Point-based annotation data:
[start]

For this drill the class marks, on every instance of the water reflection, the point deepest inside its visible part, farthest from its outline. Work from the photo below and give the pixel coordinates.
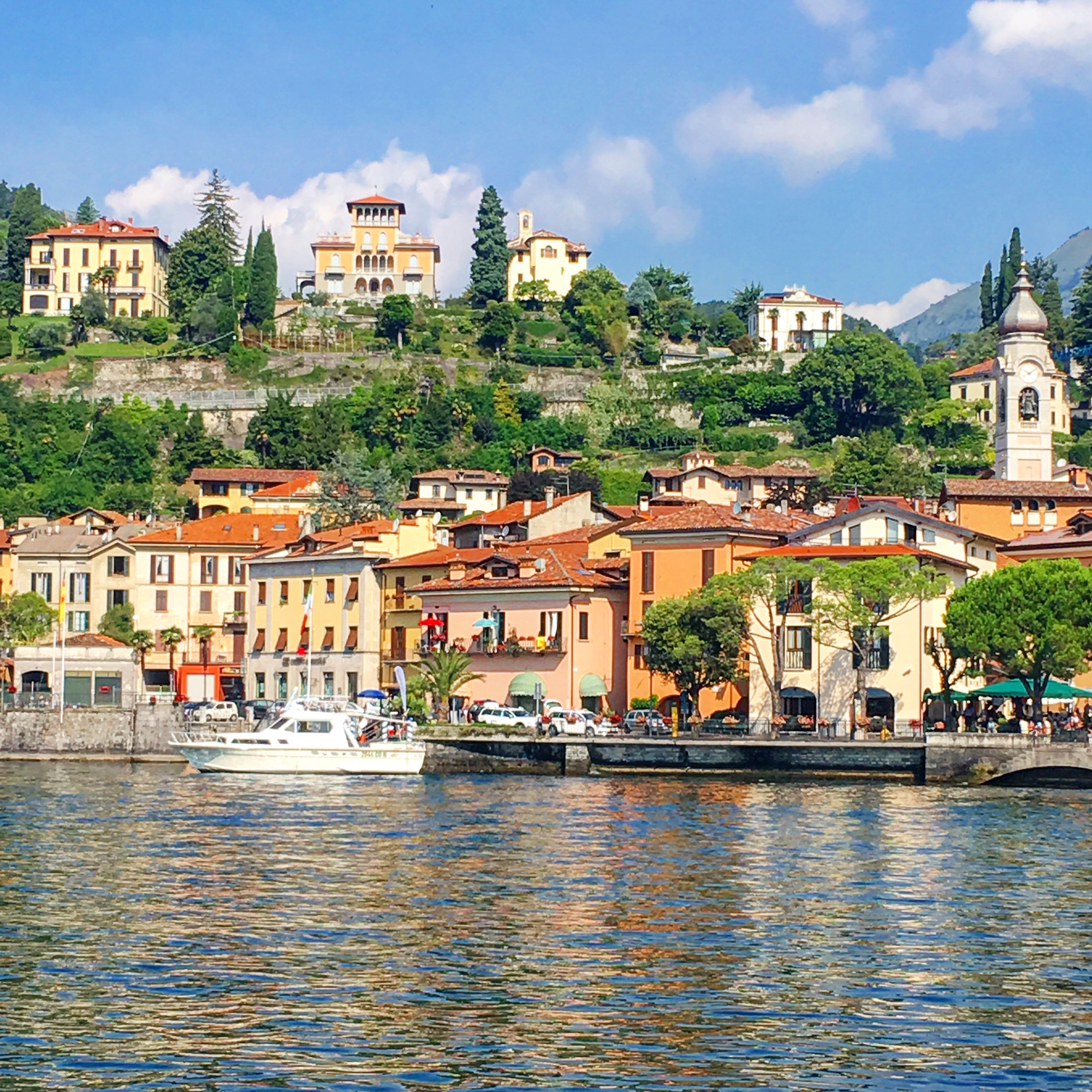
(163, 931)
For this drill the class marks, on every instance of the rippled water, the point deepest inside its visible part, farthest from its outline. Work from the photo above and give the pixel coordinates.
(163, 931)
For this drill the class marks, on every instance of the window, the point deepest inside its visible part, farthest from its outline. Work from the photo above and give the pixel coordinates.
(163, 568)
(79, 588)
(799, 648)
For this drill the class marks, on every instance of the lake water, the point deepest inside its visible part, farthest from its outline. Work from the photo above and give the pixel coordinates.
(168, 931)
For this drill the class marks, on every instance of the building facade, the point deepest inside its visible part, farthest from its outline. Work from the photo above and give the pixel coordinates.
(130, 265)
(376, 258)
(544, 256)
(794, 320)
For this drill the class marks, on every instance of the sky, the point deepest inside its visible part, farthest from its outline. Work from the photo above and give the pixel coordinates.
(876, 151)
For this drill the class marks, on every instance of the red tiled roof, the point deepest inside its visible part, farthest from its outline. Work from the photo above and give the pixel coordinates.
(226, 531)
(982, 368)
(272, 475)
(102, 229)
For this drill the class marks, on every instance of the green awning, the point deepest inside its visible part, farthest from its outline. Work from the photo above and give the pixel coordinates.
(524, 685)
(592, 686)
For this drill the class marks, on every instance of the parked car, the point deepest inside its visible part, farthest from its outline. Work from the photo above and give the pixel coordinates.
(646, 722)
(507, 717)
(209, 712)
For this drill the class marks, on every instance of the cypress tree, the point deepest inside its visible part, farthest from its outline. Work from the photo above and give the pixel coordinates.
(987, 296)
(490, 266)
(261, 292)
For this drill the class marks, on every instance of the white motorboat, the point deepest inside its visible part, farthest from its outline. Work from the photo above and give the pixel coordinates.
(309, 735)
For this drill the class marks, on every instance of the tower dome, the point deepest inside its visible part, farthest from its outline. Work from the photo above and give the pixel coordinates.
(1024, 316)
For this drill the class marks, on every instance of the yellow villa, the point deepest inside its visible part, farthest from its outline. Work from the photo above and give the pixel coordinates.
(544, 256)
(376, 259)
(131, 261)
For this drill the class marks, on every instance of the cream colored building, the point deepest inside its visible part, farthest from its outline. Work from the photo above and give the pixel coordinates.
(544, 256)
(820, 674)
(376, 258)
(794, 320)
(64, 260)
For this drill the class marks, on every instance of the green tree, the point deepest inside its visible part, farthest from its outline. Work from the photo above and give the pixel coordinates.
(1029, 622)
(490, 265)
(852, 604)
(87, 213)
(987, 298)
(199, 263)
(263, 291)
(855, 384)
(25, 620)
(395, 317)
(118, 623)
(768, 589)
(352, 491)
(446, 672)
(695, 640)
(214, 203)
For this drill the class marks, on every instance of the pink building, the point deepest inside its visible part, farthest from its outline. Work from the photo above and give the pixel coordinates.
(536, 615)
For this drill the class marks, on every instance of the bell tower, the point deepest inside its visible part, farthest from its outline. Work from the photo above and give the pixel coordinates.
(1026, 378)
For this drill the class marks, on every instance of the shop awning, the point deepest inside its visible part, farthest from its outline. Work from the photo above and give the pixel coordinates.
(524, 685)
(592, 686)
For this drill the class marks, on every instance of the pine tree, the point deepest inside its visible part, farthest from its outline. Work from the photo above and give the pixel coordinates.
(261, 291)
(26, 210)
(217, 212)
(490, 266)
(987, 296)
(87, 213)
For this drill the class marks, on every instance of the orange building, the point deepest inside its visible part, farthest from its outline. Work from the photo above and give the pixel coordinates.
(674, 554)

[end]

What you should do: Turn every line of the entries above into a numbered list, skipping blank lines and leaving the pictures out.

Response:
1. For this drill the class marks, on every instance of the water reflection, the point deepest inside its visible part, farthest from its outline. Work from the photo below and give the pixel coordinates.
2. (163, 931)
3. For this drill the class marks, on every instance of the rippled water, the point deepest inside its visible part, farthest from its outline. Work from the photo above and give the pixel coordinates.
4. (163, 931)
5. For this drill the class marks, on every instance of the window, the point deepest inside its visible part, farthest from its outline. Work from the photo above and give the pixel coordinates.
6. (163, 568)
7. (79, 588)
8. (799, 648)
9. For this drill the class marks, on every instance of the lake water, the point deepest inside its visible part, farthest from its outline. Work from the photo above and give the pixel coordinates.
10. (168, 931)
11. For this drill the class marks, on every instance of the building facade, the point deepest inside its visible part, farthest from its outline. Work from the photo above and give the pixel coordinates.
12. (130, 265)
13. (376, 258)
14. (544, 256)
15. (794, 320)
16. For this drill the class marks, on every instance of the sky, the point deepest inside its visible part, farthest from its outline. Work from the photo above and give the pixel coordinates.
17. (876, 151)
18. For this drill the class marks, on every instance of the red tiled roof, the point deepest inside its visible part, farthest from its outline. Work from the photo above and give the pixel coordinates.
19. (226, 531)
20. (982, 368)
21. (272, 475)
22. (102, 229)
23. For this drill the class marks, on every instance of the green awning, the point deepest inside its visible part, farthest from its outline. Work from the photo above and give the pixel coordinates.
24. (524, 685)
25. (592, 686)
26. For this drill the class marks, on every instance of the parked car, the point deepest inside its visible part, farthest from its outline. Work from the photo above and give the pixel coordinates.
27. (646, 722)
28. (507, 717)
29. (209, 712)
30. For this drill the class marks, on every instance of the cypress tree, the point deepest inside its visible part, farthest from its outline. Work from the photo above and give the pixel coordinates.
31. (987, 296)
32. (490, 266)
33. (261, 292)
34. For this drill the class marks, on every instance of the white motorboat, the point deepest inside its visible part, farthest from its outline. Work from the photo above and give the pixel coordinates.
35. (309, 735)
36. For this drill the class marks, on every instance of the tower dome, the point deepest inside its visible part, farthest from its outline. Work from the photo above and give the pixel coordinates.
37. (1024, 316)
38. For this drill the class marks, on every instance of the yellow villa, the point deepest inside its visible part, farthest from its outline. Work from the photo above and give the pixel coordinates.
39. (544, 256)
40. (376, 259)
41. (131, 261)
42. For this drill the class marks, on every instance of the cream colored building, the point deepest inside its visible part, farthest from its outline. Work from the photo above and give the pixel coordinates.
43. (544, 256)
44. (820, 674)
45. (376, 258)
46. (794, 320)
47. (64, 260)
48. For this drill the class marks, on every instance of the green tree, the point deepest inside its visible part, farthest from its outline. Work from the photo above and give the pixel coordinates.
49. (1029, 622)
50. (490, 265)
51. (852, 604)
52. (87, 213)
53. (987, 298)
54. (199, 263)
55. (263, 291)
56. (855, 384)
57. (25, 620)
58. (395, 317)
59. (118, 623)
60. (768, 589)
61. (352, 491)
62. (446, 672)
63. (695, 640)
64. (214, 203)
65. For this drill the class marks, on every instance of the pink building, the point deepest inside its visible part, farthest from its outline. Work from the photo above and give the pixel coordinates.
66. (536, 615)
67. For this drill the class marks, on every instance of the bell tower, the point deepest inside its visible part, farthest from its outline. Work from the photo above and give the pixel coordinates.
68. (1026, 378)
69. For this drill the class marks, on every instance of the shop awning, the point deepest inside its visible part, farthest from its outline. Work from the photo above and give the pixel coordinates.
70. (524, 685)
71. (592, 686)
72. For this drill the class marks, on every instance of the pine tree, the point deepest inside its visible part, farthest from its outline. Work from the photo above and give the pixel coordinates.
73. (261, 291)
74. (26, 210)
75. (217, 212)
76. (490, 266)
77. (987, 296)
78. (87, 213)
79. For this drill the class marks, on every instance of the orange building, the point deepest inside its visible part, farthest from its outline. Work from the photo above and give the pixel coordinates.
80. (674, 554)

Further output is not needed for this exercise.